• [Exercise directions]:
Rewrite the items from the line with "white stucco wall" up to and including the last line of the items, keeping every line in full. Increase each x and y coordinate in the answers by 41.

• [Data provided]:

....

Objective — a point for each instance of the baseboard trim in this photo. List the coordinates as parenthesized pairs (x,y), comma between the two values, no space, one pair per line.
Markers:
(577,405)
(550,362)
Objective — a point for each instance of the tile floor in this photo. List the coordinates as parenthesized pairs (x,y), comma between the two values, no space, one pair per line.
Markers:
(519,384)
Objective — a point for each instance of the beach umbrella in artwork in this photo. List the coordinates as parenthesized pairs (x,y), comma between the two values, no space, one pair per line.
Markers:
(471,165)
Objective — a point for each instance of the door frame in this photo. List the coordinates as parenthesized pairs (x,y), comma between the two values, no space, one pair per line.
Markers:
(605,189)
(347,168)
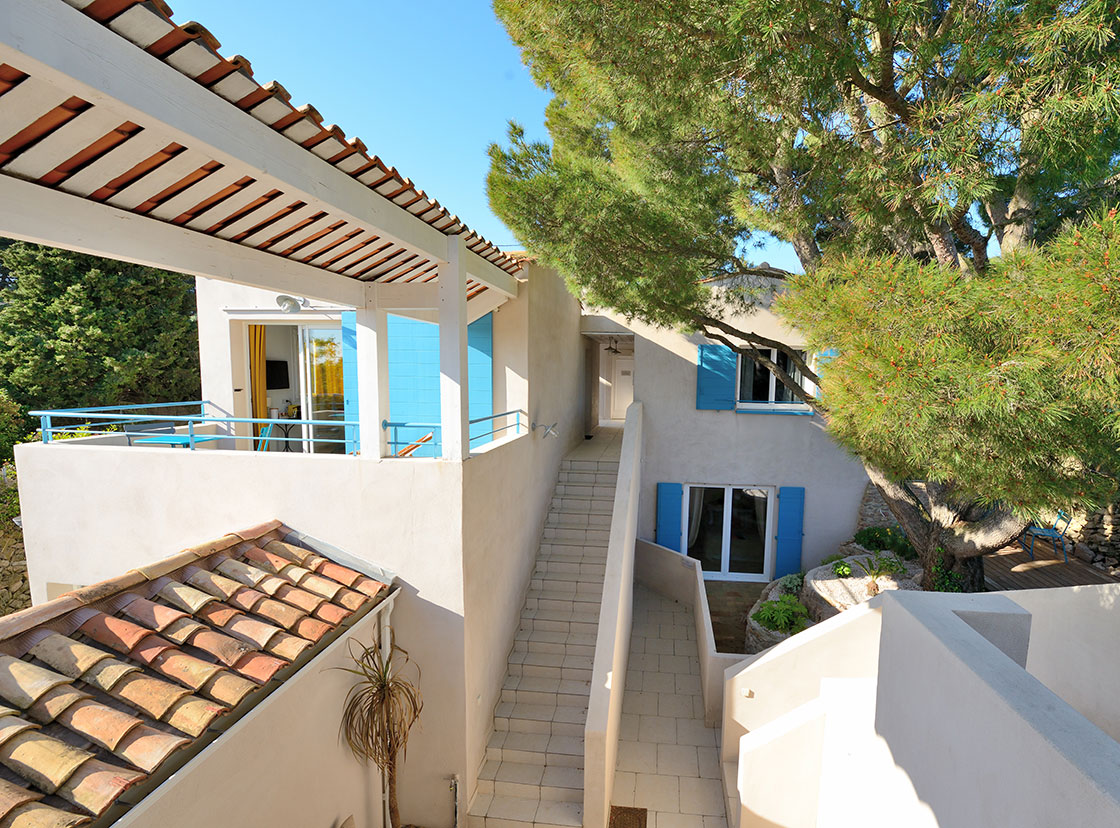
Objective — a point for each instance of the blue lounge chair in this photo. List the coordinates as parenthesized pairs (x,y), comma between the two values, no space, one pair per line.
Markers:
(1054,535)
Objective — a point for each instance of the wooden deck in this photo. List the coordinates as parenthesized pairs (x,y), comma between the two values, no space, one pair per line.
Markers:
(1011,568)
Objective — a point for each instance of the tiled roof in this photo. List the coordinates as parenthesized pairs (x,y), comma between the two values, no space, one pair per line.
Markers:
(65,142)
(106,690)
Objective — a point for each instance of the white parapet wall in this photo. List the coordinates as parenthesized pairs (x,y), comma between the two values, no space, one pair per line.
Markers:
(612,644)
(927,709)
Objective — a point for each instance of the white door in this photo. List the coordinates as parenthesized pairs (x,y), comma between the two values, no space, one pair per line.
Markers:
(622,387)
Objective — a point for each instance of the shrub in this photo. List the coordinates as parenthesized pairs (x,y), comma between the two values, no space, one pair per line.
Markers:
(878,539)
(791,584)
(14,425)
(944,579)
(784,615)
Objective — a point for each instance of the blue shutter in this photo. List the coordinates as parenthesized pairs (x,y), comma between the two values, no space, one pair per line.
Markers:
(791,512)
(350,378)
(669,514)
(716,378)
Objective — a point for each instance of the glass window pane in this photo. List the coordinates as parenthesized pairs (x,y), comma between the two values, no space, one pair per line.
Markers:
(748,530)
(781,392)
(754,381)
(705,540)
(325,370)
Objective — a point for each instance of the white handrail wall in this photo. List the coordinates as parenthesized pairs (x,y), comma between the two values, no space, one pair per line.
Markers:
(612,643)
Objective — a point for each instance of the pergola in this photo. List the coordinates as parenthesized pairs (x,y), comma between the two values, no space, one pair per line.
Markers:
(127,136)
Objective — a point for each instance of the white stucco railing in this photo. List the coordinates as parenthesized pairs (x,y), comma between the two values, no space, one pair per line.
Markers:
(612,643)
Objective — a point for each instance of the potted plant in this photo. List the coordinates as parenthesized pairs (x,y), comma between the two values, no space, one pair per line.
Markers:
(380,710)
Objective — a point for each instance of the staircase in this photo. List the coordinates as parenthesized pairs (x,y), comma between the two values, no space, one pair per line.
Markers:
(533,773)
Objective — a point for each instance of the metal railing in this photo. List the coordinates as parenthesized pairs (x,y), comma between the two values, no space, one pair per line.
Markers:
(155,424)
(414,434)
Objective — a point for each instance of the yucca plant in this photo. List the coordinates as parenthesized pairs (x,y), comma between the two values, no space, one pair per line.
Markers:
(380,710)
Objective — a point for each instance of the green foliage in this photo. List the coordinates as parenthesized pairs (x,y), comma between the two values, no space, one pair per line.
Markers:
(943,577)
(886,539)
(81,331)
(791,584)
(1005,385)
(14,424)
(784,615)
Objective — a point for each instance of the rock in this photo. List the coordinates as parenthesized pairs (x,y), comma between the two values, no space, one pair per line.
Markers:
(1083,552)
(826,594)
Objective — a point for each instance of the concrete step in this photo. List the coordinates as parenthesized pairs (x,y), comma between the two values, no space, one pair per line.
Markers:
(497,811)
(588,465)
(531,781)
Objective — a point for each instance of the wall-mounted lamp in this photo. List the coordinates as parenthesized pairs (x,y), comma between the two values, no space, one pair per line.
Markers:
(291,304)
(549,430)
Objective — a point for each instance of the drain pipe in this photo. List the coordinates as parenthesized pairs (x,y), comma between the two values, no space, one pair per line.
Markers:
(455,800)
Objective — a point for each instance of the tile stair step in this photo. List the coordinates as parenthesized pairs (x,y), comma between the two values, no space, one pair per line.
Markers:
(589,478)
(575,490)
(552,625)
(556,649)
(589,465)
(531,781)
(540,749)
(586,521)
(543,636)
(523,812)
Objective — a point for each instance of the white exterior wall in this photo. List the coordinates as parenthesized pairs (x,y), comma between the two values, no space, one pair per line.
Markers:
(686,445)
(509,485)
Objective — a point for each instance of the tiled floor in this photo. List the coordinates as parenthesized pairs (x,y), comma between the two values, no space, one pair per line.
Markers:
(668,761)
(606,445)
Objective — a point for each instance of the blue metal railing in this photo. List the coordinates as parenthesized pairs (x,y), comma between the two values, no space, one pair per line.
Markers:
(414,434)
(155,424)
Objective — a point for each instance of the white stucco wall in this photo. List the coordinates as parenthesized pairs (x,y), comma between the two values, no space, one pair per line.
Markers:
(127,506)
(507,486)
(684,445)
(282,764)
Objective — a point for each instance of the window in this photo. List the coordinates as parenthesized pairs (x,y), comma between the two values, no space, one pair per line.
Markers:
(758,387)
(727,529)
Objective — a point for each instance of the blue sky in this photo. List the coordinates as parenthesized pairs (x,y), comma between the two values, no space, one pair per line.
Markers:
(427,85)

....

• [Answer to this task]:
Objective — a point for each instance of the white stucco wall in this photo. List the coordinates as parenthesized pairs (x,y), comma between the two values, no space, one pair per line.
Markers:
(168,547)
(548,527)
(725,486)
(323,805)
Objective — a point for each instance of the window in this photo. List the coordinates as parenthesized pairs (x,y), comma between the two values, no space, one pair per line.
Markers:
(799,428)
(768,570)
Objective — a point for each instance of the blue sky in this photo. List the coordinates as parenthesized pairs (x,y), comma between the two values, no space, one pair per line.
Markers:
(468,126)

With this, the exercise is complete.